[Data items]
────────────────────────────────────────

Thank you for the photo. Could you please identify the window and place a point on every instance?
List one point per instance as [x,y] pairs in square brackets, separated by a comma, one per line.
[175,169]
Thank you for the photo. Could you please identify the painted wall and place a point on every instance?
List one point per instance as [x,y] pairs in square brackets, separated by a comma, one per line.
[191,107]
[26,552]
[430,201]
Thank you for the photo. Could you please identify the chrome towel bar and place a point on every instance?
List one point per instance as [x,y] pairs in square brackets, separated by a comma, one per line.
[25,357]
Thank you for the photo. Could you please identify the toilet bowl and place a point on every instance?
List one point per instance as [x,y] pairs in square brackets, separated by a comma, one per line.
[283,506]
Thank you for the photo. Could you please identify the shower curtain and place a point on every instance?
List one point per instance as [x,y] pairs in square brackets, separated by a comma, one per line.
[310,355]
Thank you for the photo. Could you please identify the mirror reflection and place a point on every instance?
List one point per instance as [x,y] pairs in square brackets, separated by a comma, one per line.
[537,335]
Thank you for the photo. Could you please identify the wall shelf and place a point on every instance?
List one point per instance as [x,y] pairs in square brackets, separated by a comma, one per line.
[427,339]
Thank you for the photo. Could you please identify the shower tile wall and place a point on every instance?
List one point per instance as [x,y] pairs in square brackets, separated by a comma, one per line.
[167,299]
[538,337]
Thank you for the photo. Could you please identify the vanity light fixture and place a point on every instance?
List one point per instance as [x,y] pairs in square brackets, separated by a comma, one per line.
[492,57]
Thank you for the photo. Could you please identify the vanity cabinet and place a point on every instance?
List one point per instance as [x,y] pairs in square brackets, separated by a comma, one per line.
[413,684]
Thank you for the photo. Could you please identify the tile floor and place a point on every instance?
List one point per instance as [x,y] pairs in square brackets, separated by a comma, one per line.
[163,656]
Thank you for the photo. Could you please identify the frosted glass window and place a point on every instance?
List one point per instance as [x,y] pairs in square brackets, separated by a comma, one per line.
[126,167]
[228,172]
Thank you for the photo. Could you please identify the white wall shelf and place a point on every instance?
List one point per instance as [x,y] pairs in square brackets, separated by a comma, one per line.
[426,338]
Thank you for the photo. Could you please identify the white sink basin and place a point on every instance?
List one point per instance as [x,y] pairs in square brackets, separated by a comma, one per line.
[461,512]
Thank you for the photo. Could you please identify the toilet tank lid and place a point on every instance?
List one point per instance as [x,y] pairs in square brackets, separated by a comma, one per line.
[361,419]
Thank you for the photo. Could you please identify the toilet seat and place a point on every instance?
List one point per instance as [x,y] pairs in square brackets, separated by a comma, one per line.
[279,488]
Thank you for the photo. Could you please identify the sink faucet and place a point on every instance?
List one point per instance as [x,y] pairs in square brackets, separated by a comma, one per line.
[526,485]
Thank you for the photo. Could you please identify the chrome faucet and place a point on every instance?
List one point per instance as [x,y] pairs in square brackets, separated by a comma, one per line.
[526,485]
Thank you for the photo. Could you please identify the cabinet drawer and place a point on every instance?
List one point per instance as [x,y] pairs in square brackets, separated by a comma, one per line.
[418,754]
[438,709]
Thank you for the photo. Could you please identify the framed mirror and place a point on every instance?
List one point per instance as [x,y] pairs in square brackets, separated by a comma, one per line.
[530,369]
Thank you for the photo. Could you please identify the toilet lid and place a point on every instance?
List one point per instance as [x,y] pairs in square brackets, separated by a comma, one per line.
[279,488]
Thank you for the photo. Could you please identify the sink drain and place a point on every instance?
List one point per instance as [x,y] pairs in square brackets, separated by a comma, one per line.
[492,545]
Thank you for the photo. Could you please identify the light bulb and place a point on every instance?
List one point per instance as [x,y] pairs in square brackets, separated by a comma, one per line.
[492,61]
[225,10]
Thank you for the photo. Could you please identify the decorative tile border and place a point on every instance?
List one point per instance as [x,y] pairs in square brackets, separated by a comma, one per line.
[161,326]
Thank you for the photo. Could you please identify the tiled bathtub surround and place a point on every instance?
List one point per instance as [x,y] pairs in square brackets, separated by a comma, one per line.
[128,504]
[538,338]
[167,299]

────────────────────────────────────────

About this task -
Once more, write out the records in full, exactly as they appear.

Exercise result -
Thank you for the photo. Could you please identify the window and place a point on every instance?
List one point per instance as [x,y] pairs in square brackets, separated by a comma, one per line.
[175,169]
Thank you for the photo. Could you please identify the painted wall and place a point on every instance?
List one point per instance as [x,y] pairs in square brackets, separated by a comma, one per line.
[191,107]
[26,552]
[430,201]
Thank you for the photo. Could you please identify the chrome towel bar and place a point on every instance?
List one point per instance as [x,y] pairs in square brackets, separated by a comma, one per line.
[25,357]
Thank you for the photo. Could you please identify the toilet bowl and place a point on every instance?
List one point per instance as [x,y] pairs in square brackets, separated by a comma, one per line.
[283,506]
Thank you for the photo. Could you please identify the shower curtain and place a point on every instance?
List one point per instance as [x,y] pairs in square brackets, separated by a comma, one per line.
[310,355]
Thank you for the photo. Could you please identify the mirror reflection and place a point on every instance?
List one point per instance as [x,y] pairs in square brackets, separated by a comma, one per line.
[537,335]
Thank you for the photo. Could you please identify the wall shelf and place a point on every instance?
List one point per instance as [x,y] pairs in square brackets, separated by a comma, one per line.
[427,339]
Thank you for the photo. Could you please identify the shower tile wall and place a point on every instance?
List one point per instance as [x,y] pairs in square brackets, separated by a comma, one per line.
[167,299]
[538,337]
Thank you for the photo. Could you please identify the vanity light fixture and place a point on every instance?
List one point per instance as [x,y] pairs in square brackets, separated by a comma, one per line.
[492,57]
Thank you for the photo. Could you please identify the vanity cabinet and place a point on every instance?
List one point per instance as [x,y] pairs in square brackets, separated by a comma, one per line.
[413,684]
Thank you for the photo. Could you please identify the tile floor and place a point on every instance?
List one point per instance as [x,y] pairs in square brackets, separated by a comma, one per line.
[163,656]
Thank you for the photo. Could you please identify the frosted glass window and place a point on every instance?
List one point per instance as [x,y] pairs in square brackets, separated by a comma, one per line.
[126,167]
[228,172]
Thank you for the photo. Could you please identify the white wall shelf and place a point on every instance?
List one point per instance as [x,y] pairs in square brackets, separated by a comma, one per line.
[426,338]
Thank you for the photo. Could you please identify the white sink basin and place a point on every instance?
List one point per instance as [x,y] pairs in square brackets, separated by a comma, one per line.
[461,512]
Thank you for the photo. Could you please identify the toilet tank lid and place a point on every instance?
List one point per instance as [x,y] pairs in square brackets, separated by a comma, one per line.
[361,419]
Thank you for the photo. Could you please identify the toilet seat and place a point on every instance?
List one point per instance as [x,y] pairs in square brackets, separated by a comma, one per line.
[279,488]
Thank you for the photo. Could you please identify the sink faucet and place a point on every instance?
List one point per instance as [x,y] pairs in square brackets, separated by a comma, one per line.
[526,485]
Thank you for the photo. Could you please identify the chrome faucet and place a point on every instance?
List one point per instance as [x,y] pairs in square brackets, separated by a comma, one per line.
[526,485]
Thank you for the photo. Could you please identify the cabinet drawer and place a point on every instance?
List one point per instance as [x,y] pairs in square brackets, separated by a comma, one per line.
[418,754]
[438,709]
Thank you for the photo. Could you please identify the framed mirror and place a point on every instance?
List one point per instance as [x,y] pairs in square brackets, separated by a comma, one per line.
[530,369]
Thank you for the photo. Could you please identify the toilet lid and place a point on every instance?
List one point per instance as [x,y] pairs in square brackets, separated by a comma, one per line.
[279,488]
Thank you for the photo. Could you please identify the sink drain and place a point on every instance?
List one point per instance as [x,y] pairs in square brackets, separated by a comma, one per line.
[492,545]
Thank you for the photo. Could you please identify the light bulb and place a point on every instance?
List one point per instance as [x,y] pairs in square brackets, separated by a comma, one per line.
[492,61]
[225,10]
Thank you for the photo. Could you please identify the decorative tile border and place a point on every instance?
List one point per instance as [x,y] pairs in square brackets, separated by a comma, one per line.
[161,326]
Thank you for the photo. Could you please identify the tiled bathtub surround and place a point on every instance?
List one point per instance as [x,y] pairs in square brackets, separated by a comma, one per line.
[128,504]
[538,338]
[167,299]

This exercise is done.